======== Passage ========

What are the odds a pandemic could help you get clean?
“Now that they’ve had three months or so of reality, I’m hoping a lot of them will not go back,” Bruce Jones said.
Jones is the administrative coordinator for the Gambling Intervention Program at Maryhaven. He hopes the three months casinos had been shut down because of COVID-19 provided a much-needed moment of clarity.
“For me, I felt like having the casinos closed was a better thing,” one man said. “They’re not even an option.”
The man, who identifies as an addict, did not want to be named. He says he’d been gambling for almost 20 years and went through spells where he would lose $30,000-$50,000 in a weekend.
“If I had to say a total number, probably [lost] $500,000 throughout my [20 years],” he said.
He says his addiction didn’t really start until casinos were built in Columbus. He hasn’t gambled in the last year and has been a client of Maryhaven’s the last six months. Last Friday, casinos were allowed back open for the first time in months and he worries addicts might be tempted to go back due to the “I’ve been good” mentality.
“Yeah, very much,” he said. “Or, they might feel the pressure because they haven’t had much income, so it makes them think maybe gambling would help them temporarily get some money together.”
Jones says statistically 10 percent of Ohio’s population is at risk of developing a gambling disorder. To put that into perspective, out of Ohio’s 11.7 million people, 1.17 million are at risk. In Franklin County, alone, 130,000 are at risk out of the 1.3 million population.

======== Material supplied ========

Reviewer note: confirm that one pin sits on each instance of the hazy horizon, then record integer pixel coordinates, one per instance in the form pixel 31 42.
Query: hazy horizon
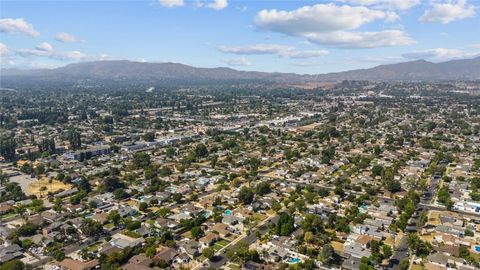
pixel 305 37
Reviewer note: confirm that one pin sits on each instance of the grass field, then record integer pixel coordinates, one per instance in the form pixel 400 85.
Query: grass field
pixel 43 186
pixel 220 244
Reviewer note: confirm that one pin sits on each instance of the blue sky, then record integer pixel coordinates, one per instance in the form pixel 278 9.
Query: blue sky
pixel 283 36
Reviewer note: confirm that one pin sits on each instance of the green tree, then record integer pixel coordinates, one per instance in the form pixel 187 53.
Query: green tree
pixel 197 232
pixel 149 136
pixel 7 147
pixel 246 195
pixel 74 138
pixel 208 253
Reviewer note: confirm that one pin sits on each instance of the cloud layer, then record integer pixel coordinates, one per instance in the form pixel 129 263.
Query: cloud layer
pixel 332 25
pixel 273 49
pixel 441 54
pixel 448 12
pixel 19 26
pixel 67 38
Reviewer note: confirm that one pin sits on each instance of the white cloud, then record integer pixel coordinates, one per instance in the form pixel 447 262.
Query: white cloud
pixel 45 46
pixel 3 49
pixel 441 54
pixel 19 25
pixel 46 50
pixel 385 4
pixel 318 18
pixel 241 61
pixel 332 25
pixel 448 11
pixel 273 49
pixel 345 39
pixel 67 38
pixel 69 55
pixel 218 4
pixel 171 3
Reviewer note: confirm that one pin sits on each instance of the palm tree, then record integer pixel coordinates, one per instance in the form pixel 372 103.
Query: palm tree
pixel 21 209
pixel 3 178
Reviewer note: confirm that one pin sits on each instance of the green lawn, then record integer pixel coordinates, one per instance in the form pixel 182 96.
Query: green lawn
pixel 8 215
pixel 220 244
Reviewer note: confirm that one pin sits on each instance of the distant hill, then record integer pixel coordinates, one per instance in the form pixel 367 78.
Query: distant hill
pixel 122 70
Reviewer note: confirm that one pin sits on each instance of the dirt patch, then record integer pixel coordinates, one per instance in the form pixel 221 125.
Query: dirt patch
pixel 43 186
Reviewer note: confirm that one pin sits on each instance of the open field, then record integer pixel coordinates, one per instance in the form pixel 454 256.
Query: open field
pixel 43 186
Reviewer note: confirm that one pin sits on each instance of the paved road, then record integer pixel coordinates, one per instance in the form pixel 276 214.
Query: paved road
pixel 221 259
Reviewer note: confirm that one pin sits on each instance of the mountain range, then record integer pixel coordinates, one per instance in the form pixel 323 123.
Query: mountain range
pixel 123 70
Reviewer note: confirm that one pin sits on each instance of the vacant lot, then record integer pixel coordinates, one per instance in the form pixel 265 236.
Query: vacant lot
pixel 43 186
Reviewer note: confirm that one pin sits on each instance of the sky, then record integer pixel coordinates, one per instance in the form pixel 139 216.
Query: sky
pixel 274 36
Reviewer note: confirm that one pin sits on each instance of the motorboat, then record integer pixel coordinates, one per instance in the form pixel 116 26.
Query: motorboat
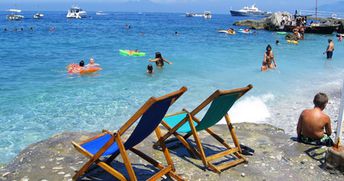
pixel 207 14
pixel 15 15
pixel 76 12
pixel 249 11
pixel 38 16
pixel 101 13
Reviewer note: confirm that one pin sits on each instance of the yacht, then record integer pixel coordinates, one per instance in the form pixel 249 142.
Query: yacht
pixel 14 15
pixel 76 12
pixel 249 11
pixel 38 16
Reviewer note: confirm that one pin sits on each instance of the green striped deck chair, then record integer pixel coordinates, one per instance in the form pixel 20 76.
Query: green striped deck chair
pixel 185 124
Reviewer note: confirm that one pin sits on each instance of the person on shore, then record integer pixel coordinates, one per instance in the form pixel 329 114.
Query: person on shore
pixel 92 63
pixel 159 60
pixel 269 60
pixel 313 122
pixel 150 69
pixel 329 49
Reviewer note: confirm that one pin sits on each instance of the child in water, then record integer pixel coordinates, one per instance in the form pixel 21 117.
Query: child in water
pixel 150 69
pixel 159 60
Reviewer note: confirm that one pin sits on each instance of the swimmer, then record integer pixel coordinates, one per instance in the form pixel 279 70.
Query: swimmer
pixel 159 60
pixel 92 63
pixel 150 69
pixel 329 49
pixel 268 59
pixel 82 63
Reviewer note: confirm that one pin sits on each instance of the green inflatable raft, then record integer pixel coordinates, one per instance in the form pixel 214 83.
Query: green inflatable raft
pixel 131 53
pixel 281 33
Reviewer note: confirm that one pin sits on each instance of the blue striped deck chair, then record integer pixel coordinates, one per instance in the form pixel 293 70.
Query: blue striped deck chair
pixel 103 148
pixel 185 124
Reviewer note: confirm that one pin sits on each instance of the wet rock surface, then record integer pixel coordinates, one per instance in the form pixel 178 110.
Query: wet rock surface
pixel 275 157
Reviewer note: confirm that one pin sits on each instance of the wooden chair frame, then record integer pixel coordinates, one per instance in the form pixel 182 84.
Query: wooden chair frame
pixel 117 137
pixel 199 152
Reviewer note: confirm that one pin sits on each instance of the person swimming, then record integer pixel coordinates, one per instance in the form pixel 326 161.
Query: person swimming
pixel 92 63
pixel 277 42
pixel 268 59
pixel 150 69
pixel 82 63
pixel 159 60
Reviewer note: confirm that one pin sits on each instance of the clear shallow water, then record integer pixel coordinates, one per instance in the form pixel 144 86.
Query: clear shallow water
pixel 38 98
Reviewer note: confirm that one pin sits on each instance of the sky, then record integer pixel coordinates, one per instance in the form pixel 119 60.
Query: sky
pixel 216 6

========

#### [Apply what you read]
- A) Rewrite the paragraph of the gambling article that begins "He says his addiction" as a short bulleted list that keeps its main facts.
- B) Answer these questions from the gambling article:
(i) What position does Bruce Jones hold at Maryhaven?
(ii) About how much money did the man estimate he had lost in total over his years of gambling?
(iii) How many people in Franklin County are at risk of developing a gambling disorder?
- C) Continue the gambling article from where it stops.

#### [Task-by-task results]
- A)
- His addiction didn't really start until casinos were built in Columbus.
- He hasn't gambled in the last year.
- He has been a Maryhaven client for the last six months.
- Last Friday, casinos were allowed to reopen for the first time in months.
- He worries that addicts may be tempted to return because of an "I've been good" mentality.

- B)
(i) Administrative coordinator for the Gambling Intervention Program
(ii) Probably $500,000
(iii) 130,000, out of a population of 1.3 million

- C)
“Do you think that this pandemic in some way, even if in a short period, has helped some addicts,” 10TV Reporter Bryant Somerville asked Jones.
“I believe it’s helped quite a few,” Jones said.
Jones says there’s also a voluntary exclusion program where people can have their names added to a list that would make it illegal for them to enter a casino where they could be charged with criminal trespassing. In all of Ohio, 4,800 people are on that list, and 1,200 of that number are in Franklin County.
“And, for most people, that’s enough of a deterrent,” Jones said. “But, addiction is very strong and people will go.”
The recovering addict is one of those names on that list. He suggests new hobbies or interests that get your mind off your addiction. He also says with casinos opening back up to not be afraid to talk about it.
“It’s better if you have people to talk to,” he said. “Be straight forward about what’s going on in your life and if you talk it out a lot of times that’s all you need to do.”